• [Reading text]:
☆ ☆ ☆ ☆

Raw Material/Product Traceability

Features - Cover Story

Lot traceability of raw materials is not only required by the FDA and USDA, but desired by you and your supplier to restrict the amount of product potentially affected in case of a recall.

April 19, 2007

Global initiatives and U.S. regulations related to food and feed raw material and finished product tracing have been strengthened during the past few years. The FDA defines a lot as “…the food produced during a period of time indicated by a specific code.” [21 CFR 110.3(h)]. A common standard used in the industry is to restrict the size of a lot to a maximum of 24 continuous hours of production or packaging. To further narrow the amount of potentially affected product, companies may wish to further narrow the size of a lot to the best of their ability. This can be accomplished by adding a shift, hour, and/or time stamp to the finished product packages. 

SUPPLIER IDENTIFICATION. Lot traceability starts with your supplier. Due to different types of tracking requirements, there could be numerous codes on a shipping container. You should ask your suppliers to identify the system they use for documenting their lot numbers. Information from your supplier concerning their lot number system should include:

  • The code/numbering system on the shipping container used for lot traceability.

☆ ☆ ☆ ☆

• [Source excerpt]:
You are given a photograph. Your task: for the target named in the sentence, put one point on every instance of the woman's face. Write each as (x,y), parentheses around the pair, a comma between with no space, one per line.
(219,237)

☆ ☆ ☆ ☆

• [Exercises to complete]:
1) Change "recall" to "product withdrawal" in the part of the traceability article that opens with the words containing "Raw Material/Product Traceability" and closes with "of a recall.", and give that part again.
2) Write what comes next in the article on raw material traceability, picking up after its last line.
The data comes from a different source than the traceability article.

• [Answers for the tasks]:
1)
Raw Material/Product Traceability

Features - Cover Story

Lot traceability of raw materials is not only required by the FDA and USDA, but desired by you and your supplier to restrict the amount of product potentially affected in case of a product withdrawal.

2)
  • Location on the shipping container (if applicable) where the code is located.
  • Do words such as “lot number,” “trace number,” “date of manufacturer,” etc., precede the number?
  • Interpretation of the code used. For example:
    Is the code the date of manufacture or randomly assigned by a computer?
    Julian code followed by year or the month, day, year, time, plant identification

LOT NUMBER IDENTIFICATION. Your employees could be easily confused as to the correct number to record due to the amount and different types of codes used on a raw material. Food processing plants have identified two approaches that will help make certain the correct number is being recorded or documented.

  • Some manufacturing locations have developed a plant-specific lot number for internal tracking. This new lot is added to the same sticker affixed to each pallet used to document the date of receipt. This provides excellent opportunity to minimize the number of different types and locations where supplier lot numbers might be located. The Receiving function will be the only department necessary to train and educate where the supplier-specific lot number can be found. This system requires excellent documentation by the Receiving function to ensure cross reference between the supplier’s lot number and the plant-assigned number.
  • A second approach used by many companies is to take a picture of the supplier’s lot number and location. This information can then be posted in both the Receiving and Production areas for easy reference. This will help minimize the opportunity for confusion as to the correct number to record.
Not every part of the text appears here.